## Problem details
Render every line of the records, from the line holding "Locate every instance of the red football" through the final line inclusive, as a Markdown table with the columns Number and Record line. Leave out any blank lines.

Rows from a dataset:
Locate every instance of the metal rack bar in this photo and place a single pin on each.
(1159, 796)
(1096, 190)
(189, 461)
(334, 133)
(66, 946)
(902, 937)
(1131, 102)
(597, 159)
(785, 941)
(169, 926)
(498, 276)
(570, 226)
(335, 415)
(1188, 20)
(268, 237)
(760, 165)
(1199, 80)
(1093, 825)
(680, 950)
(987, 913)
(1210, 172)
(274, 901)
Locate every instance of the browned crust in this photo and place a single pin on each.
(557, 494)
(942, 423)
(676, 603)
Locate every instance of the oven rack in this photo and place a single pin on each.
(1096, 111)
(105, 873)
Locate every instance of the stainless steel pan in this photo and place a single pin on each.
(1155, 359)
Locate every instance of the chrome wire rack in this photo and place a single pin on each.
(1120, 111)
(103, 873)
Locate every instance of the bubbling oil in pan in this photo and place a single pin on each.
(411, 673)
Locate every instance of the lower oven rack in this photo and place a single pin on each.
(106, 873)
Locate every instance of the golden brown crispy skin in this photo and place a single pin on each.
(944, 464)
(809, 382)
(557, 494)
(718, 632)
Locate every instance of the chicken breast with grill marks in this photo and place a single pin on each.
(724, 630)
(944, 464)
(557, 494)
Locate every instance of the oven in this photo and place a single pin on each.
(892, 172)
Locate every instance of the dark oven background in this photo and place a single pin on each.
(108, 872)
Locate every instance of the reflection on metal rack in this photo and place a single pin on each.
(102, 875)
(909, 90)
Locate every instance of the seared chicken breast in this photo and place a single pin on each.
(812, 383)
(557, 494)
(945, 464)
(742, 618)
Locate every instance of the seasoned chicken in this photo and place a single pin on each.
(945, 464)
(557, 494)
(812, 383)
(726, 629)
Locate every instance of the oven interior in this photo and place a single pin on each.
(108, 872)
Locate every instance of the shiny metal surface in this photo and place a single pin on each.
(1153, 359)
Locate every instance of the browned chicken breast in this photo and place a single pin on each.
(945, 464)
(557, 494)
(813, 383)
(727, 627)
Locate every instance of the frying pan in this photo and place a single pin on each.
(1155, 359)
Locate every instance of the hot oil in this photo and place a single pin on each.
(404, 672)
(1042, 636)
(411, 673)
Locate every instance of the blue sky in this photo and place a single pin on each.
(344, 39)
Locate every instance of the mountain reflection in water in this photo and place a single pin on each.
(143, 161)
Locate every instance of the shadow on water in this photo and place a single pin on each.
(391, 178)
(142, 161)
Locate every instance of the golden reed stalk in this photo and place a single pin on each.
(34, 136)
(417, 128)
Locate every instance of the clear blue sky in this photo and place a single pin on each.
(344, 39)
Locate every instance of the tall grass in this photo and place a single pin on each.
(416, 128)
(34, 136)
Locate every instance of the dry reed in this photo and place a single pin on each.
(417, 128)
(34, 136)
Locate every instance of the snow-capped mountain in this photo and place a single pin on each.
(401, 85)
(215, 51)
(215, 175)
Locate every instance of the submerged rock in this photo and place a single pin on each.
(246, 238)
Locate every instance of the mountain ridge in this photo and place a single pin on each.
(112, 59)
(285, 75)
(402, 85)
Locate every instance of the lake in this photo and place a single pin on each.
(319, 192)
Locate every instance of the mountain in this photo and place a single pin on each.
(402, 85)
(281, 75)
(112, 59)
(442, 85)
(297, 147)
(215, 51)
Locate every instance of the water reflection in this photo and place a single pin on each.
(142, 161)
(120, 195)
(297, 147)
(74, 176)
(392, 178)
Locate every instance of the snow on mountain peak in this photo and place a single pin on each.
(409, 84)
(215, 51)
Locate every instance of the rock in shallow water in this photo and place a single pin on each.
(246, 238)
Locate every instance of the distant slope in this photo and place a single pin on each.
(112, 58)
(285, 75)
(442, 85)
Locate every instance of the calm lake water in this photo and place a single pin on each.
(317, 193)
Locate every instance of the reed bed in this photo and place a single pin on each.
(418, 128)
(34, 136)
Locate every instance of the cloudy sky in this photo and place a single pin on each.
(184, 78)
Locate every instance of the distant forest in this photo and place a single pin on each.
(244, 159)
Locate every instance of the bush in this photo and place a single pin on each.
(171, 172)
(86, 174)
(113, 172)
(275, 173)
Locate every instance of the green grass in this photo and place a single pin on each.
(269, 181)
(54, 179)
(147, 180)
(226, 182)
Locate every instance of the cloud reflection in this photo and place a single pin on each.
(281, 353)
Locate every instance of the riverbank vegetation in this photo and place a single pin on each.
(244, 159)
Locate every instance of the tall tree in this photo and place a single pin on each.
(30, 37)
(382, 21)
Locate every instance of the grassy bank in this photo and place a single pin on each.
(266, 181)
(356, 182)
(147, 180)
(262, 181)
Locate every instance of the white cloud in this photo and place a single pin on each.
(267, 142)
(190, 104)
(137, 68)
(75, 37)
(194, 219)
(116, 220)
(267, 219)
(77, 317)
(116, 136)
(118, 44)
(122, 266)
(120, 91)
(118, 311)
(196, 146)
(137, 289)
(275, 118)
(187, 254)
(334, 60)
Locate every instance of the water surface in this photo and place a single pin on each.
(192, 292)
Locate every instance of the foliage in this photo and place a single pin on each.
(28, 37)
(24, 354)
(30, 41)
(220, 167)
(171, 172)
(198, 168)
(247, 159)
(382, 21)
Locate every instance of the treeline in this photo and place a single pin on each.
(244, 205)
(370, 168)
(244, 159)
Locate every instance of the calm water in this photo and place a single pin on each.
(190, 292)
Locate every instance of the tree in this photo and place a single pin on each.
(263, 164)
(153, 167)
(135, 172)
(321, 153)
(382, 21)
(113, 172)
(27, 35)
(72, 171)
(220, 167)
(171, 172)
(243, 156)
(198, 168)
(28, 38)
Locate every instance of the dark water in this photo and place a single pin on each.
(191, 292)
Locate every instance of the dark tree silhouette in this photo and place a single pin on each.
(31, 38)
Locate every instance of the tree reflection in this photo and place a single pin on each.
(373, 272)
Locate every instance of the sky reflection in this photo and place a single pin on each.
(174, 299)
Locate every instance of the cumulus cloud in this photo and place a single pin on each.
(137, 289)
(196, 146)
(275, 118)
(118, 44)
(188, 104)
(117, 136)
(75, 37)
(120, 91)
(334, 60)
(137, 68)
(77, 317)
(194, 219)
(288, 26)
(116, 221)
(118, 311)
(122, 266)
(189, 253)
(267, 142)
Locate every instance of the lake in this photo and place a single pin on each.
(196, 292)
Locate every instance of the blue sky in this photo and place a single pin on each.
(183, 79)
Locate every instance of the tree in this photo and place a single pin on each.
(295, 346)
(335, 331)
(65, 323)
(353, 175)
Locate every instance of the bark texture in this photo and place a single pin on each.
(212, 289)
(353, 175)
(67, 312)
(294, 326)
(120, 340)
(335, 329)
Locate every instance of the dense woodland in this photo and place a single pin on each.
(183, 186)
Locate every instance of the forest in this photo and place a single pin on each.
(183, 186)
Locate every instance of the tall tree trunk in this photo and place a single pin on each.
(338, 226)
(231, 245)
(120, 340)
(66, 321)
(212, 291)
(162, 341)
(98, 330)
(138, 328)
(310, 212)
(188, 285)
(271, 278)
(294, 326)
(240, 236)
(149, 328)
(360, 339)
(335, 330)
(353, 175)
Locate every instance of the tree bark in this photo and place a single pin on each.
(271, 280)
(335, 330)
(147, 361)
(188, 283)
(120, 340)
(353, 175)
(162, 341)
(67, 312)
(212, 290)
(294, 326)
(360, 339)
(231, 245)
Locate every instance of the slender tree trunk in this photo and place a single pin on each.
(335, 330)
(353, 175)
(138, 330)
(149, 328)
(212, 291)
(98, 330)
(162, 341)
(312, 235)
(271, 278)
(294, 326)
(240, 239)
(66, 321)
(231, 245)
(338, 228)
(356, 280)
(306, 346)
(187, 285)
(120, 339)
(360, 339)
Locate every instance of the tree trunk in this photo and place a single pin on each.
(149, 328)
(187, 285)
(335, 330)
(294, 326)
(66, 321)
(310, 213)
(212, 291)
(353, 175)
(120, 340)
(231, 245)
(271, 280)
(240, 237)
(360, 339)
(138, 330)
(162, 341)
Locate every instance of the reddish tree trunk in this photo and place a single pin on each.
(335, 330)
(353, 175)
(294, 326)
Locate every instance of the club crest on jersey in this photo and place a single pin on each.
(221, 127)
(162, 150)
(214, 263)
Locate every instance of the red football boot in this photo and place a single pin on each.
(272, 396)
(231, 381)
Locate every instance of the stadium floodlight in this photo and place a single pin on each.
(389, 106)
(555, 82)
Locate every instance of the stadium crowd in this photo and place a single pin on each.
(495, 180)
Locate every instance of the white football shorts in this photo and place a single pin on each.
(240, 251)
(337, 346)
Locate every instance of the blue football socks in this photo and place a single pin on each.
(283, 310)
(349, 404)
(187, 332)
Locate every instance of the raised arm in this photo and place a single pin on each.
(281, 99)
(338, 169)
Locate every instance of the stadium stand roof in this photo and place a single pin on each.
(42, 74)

## Solution
| Number | Record line |
|---|---|
| 1 | Locate every instance of the red football boot in this photo and place a single pin on each. |
| 2 | (272, 396) |
| 3 | (231, 381) |
| 4 | Locate every instance of the stadium floodlight in this photo and place a single pin on each. |
| 5 | (389, 106) |
| 6 | (555, 82) |
| 7 | Locate every instance of the stadium crowd in this photo and place a single pin on each. |
| 8 | (495, 180) |
| 9 | Locate every instance of the white football shorts in this photo and place a single pin on each. |
| 10 | (240, 251) |
| 11 | (337, 346) |
| 12 | Locate every instance of the blue football socks in this photo and place a single pin on each. |
| 13 | (283, 310) |
| 14 | (349, 404) |
| 15 | (187, 332) |
| 16 | Locate every instance of the raised arm in this photo and place a single pin on each. |
| 17 | (281, 99) |
| 18 | (338, 169) |
| 19 | Locate every instance of the stadium stand roof in this photo and place a single pin on each. |
| 20 | (42, 74) |